Let’s celebrate the remarkable story of a man, a bug, and a company that grew from a Robbinsdale basement into an American toy legend: Herb Schaper, the game of Cootie, and Schaper Manufacturing.
Our story begins with William Herbert “Herb” Schaper, born in 1914 in Hennepin County, Minnesota. His father was a baker, his grandfather a railroad boiler inspector. Herb attended North High School in Minneapolis. He was tall—six foot two—and stocky. In fact, his draft card in 1940 listed him as 289 pounds and unemployed, with a ruptured eardrum that kept him from military service in World War II.

But Herb was always industrious. Over the years he worked as a baker, a Minneapolis mail carrier, a builder on the Alaska Highway, and a maker of commercial popcorn machines. He even tried running a toy store, but found it too seasonal.

Stated task A :: According to the text about Herb Schaper, what kept him from military service in World War II?
Stated task B :: Return the part of the text about Herb Schaper between "Let’s celebrate the" and "it too seasonal.", inclusive.

Data shown ::
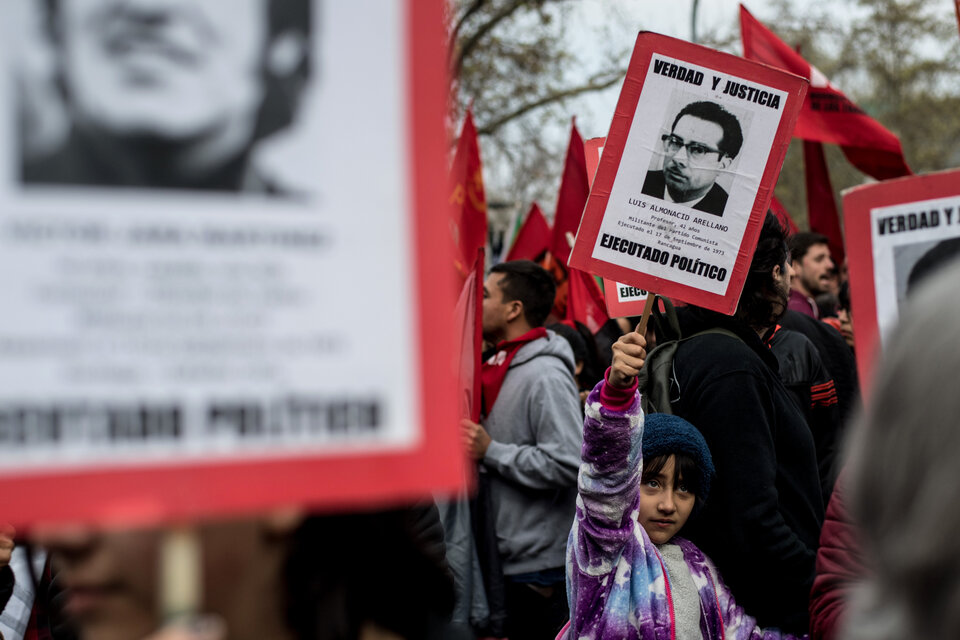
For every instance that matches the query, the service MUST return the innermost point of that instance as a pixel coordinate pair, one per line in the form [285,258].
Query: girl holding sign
[629,575]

Written answer A :: A ruptured eardrum kept him from military service.

Written answer B ::
Let’s celebrate the remarkable story of a man, a bug, and a company that grew from a Robbinsdale basement into an American toy legend: Herb Schaper, the game of Cootie, and Schaper Manufacturing.
Our story begins with William Herbert “Herb” Schaper, born in 1914 in Hennepin County, Minnesota. His father was a baker, his grandfather a railroad boiler inspector. Herb attended North High School in Minneapolis. He was tall—six foot two—and stocky. In fact, his draft card in 1940 listed him as 289 pounds and unemployed, with a ruptured eardrum that kept him from military service in World War II.

But Herb was always industrious. Over the years he worked as a baker, a Minneapolis mail carrier, a builder on the Alaska Highway, and a maker of commercial popcorn machines. He even tried running a toy store, but found it too seasonal.